*ИСХОДНЫЕ ДАННЫЕ:*
· · · · ·
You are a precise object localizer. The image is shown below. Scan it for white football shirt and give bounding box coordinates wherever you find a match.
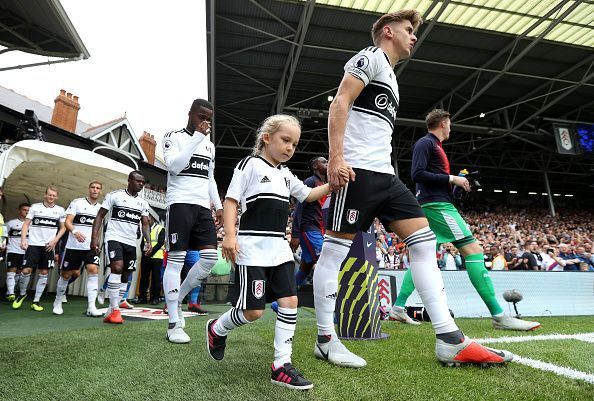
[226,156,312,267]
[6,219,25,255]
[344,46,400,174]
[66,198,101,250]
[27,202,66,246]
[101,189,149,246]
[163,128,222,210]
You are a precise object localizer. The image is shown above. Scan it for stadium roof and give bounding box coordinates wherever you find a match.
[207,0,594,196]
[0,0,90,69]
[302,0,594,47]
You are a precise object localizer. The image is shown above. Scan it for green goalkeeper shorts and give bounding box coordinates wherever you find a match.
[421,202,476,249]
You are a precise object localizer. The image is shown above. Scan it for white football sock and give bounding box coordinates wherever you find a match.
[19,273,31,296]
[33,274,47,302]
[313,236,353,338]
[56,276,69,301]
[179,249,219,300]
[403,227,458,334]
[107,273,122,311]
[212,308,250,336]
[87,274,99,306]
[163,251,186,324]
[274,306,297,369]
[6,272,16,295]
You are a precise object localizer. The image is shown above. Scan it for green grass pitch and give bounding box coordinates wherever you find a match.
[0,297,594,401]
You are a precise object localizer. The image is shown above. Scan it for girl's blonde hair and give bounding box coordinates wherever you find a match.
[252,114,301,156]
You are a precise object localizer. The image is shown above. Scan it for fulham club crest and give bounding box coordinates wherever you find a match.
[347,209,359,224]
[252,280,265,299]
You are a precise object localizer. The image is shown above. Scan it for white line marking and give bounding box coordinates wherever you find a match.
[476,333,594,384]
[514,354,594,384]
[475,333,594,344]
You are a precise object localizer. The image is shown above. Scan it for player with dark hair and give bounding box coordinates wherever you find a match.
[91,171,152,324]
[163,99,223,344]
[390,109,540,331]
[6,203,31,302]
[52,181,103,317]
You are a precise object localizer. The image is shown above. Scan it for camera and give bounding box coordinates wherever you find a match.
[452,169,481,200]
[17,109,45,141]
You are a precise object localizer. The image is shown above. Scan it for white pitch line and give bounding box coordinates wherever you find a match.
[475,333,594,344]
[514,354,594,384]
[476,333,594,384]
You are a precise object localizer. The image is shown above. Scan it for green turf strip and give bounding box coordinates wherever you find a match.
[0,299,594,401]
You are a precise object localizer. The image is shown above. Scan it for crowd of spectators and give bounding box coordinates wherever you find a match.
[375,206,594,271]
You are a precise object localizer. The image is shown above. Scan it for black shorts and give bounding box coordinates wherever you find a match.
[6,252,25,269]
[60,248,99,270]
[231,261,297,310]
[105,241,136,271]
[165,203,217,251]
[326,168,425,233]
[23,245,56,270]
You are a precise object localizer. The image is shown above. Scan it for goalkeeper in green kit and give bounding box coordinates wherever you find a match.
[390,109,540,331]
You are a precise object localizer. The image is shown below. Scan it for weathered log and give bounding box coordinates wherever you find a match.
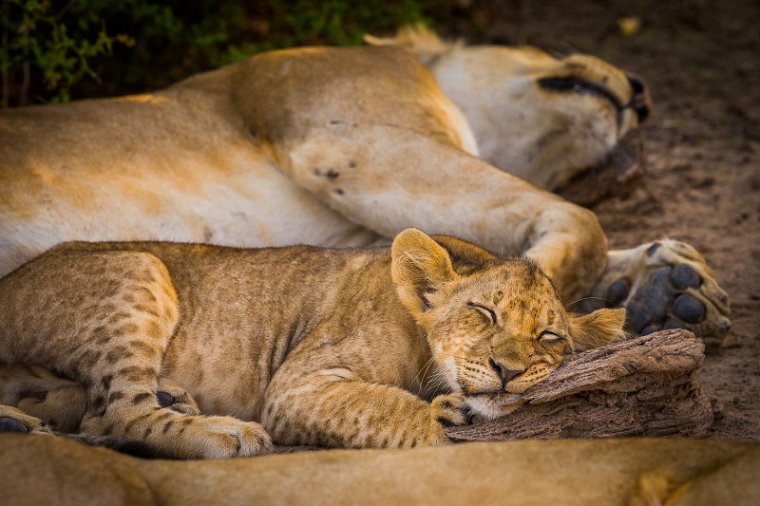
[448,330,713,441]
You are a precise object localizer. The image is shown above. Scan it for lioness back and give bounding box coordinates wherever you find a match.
· · · · ·
*ЗАДАЧА:* Посчитайте, в скольких строках материала есть слово «line». Напишите только число.

*ОТВЕТ:* 2